EXERCISE BRIEF>
Gather every line in the entries below that contains the word "light", and copy each one out.

+===+

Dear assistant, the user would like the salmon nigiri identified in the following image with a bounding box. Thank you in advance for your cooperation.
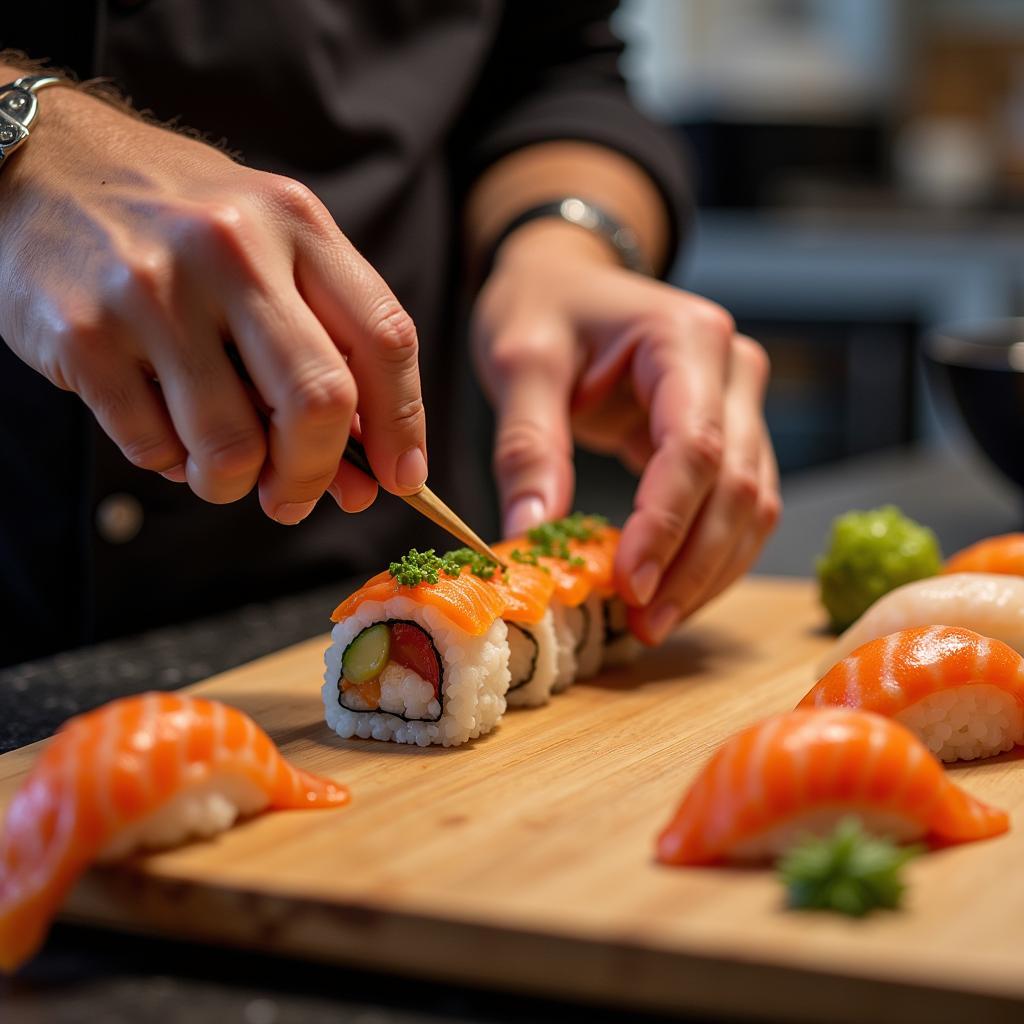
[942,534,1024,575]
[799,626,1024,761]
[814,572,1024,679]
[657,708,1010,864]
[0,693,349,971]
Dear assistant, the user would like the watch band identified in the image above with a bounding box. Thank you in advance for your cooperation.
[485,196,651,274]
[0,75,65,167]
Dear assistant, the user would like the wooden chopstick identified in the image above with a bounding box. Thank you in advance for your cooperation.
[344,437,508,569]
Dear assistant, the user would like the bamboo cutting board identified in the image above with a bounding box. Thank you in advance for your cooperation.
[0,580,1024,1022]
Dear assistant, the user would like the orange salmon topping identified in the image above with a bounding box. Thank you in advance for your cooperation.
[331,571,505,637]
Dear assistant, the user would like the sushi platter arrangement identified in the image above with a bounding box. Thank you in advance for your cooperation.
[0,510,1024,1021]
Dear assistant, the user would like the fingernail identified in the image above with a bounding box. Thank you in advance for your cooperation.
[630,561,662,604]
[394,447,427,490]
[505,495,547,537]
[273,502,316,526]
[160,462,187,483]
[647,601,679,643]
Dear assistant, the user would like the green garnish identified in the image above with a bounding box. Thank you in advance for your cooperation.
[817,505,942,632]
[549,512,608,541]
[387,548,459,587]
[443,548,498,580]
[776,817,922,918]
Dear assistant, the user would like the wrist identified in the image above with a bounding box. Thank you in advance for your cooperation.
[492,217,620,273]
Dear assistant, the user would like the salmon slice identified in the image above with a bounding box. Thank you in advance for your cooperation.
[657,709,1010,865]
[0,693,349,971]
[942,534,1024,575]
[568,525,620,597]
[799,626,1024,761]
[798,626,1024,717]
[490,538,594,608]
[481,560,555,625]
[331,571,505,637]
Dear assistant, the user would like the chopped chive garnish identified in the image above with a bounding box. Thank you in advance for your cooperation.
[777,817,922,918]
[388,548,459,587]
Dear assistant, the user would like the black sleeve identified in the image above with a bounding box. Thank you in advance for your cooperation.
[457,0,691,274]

+===+

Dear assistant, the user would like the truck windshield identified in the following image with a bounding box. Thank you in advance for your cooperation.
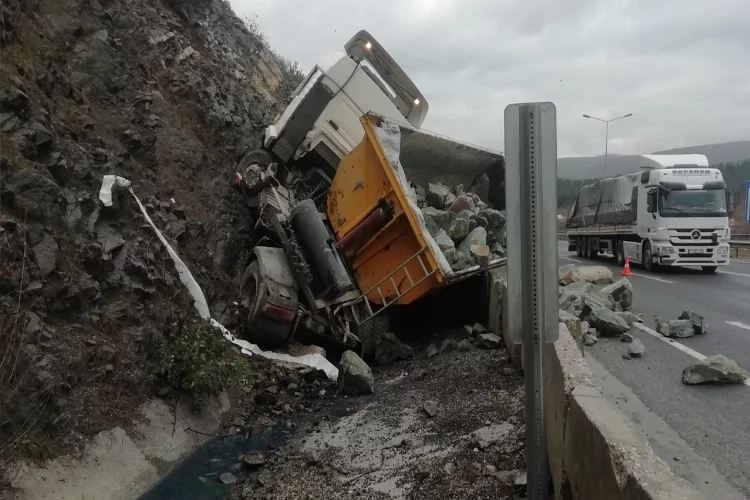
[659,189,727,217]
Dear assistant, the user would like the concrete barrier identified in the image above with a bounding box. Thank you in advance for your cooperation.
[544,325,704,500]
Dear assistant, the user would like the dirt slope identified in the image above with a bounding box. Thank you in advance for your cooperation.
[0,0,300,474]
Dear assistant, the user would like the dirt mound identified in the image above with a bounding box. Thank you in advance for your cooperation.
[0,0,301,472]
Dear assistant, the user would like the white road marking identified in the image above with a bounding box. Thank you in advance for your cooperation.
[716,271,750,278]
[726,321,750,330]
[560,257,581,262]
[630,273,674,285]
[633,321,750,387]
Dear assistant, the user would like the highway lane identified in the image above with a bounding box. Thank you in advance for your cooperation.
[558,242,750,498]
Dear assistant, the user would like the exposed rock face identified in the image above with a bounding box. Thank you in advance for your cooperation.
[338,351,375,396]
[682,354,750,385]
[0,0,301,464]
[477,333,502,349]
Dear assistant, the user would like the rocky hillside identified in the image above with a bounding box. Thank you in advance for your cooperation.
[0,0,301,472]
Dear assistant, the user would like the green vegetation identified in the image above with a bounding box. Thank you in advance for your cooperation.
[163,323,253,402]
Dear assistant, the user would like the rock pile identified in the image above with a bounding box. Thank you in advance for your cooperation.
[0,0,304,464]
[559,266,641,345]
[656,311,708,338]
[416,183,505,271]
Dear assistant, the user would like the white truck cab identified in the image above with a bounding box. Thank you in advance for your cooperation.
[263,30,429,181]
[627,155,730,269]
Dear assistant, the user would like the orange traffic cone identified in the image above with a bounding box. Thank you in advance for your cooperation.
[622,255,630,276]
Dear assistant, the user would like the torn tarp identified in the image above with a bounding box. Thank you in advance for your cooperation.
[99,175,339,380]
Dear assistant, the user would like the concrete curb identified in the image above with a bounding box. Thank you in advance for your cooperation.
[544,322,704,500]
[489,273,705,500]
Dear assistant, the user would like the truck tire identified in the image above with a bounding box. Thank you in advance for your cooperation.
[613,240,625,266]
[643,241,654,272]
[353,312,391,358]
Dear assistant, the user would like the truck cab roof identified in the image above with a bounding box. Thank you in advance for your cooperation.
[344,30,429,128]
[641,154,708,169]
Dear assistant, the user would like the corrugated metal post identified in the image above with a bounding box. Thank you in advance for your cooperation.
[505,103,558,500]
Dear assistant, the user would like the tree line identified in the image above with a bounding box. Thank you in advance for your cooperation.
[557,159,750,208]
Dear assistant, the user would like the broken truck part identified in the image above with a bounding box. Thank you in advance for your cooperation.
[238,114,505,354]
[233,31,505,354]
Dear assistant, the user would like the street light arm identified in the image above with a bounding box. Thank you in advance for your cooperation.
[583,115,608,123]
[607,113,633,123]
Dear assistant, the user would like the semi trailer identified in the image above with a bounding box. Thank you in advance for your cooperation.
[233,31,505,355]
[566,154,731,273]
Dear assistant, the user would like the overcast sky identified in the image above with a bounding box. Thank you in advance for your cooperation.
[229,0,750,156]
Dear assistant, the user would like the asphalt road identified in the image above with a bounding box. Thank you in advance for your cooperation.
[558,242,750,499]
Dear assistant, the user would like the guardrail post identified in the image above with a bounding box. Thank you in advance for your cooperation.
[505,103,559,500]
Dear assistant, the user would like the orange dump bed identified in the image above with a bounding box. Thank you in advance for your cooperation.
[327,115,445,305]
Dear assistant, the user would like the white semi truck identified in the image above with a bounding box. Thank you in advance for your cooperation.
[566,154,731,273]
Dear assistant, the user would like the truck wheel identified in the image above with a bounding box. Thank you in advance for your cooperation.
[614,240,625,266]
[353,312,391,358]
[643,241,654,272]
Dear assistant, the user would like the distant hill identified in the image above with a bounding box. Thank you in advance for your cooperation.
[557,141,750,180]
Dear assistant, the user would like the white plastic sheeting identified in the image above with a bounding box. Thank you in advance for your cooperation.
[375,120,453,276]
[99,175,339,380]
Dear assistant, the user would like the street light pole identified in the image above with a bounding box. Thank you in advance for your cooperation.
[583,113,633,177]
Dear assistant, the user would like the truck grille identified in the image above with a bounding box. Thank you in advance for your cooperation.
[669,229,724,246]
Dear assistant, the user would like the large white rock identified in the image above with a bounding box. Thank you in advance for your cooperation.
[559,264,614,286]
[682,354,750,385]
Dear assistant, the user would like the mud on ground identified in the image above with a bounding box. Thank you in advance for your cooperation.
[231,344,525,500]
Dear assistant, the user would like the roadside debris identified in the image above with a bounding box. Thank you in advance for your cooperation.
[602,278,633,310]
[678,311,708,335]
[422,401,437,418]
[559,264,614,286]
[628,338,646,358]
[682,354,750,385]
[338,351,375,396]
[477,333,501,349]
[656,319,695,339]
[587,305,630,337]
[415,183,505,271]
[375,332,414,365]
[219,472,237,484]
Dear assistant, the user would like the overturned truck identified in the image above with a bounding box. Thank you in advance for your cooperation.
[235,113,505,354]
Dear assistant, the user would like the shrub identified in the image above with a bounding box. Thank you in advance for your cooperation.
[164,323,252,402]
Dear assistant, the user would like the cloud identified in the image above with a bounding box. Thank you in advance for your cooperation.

+===+

EXERCISE OUTPUT>
Dear assistant, the user would like the street light arm identified in the image above with a bounding box. Thank you in advance for your cooperation.
Dear assistant, the user would like the street light pole identified in the image above with a bounding box. Thank you in advance for your cooperation.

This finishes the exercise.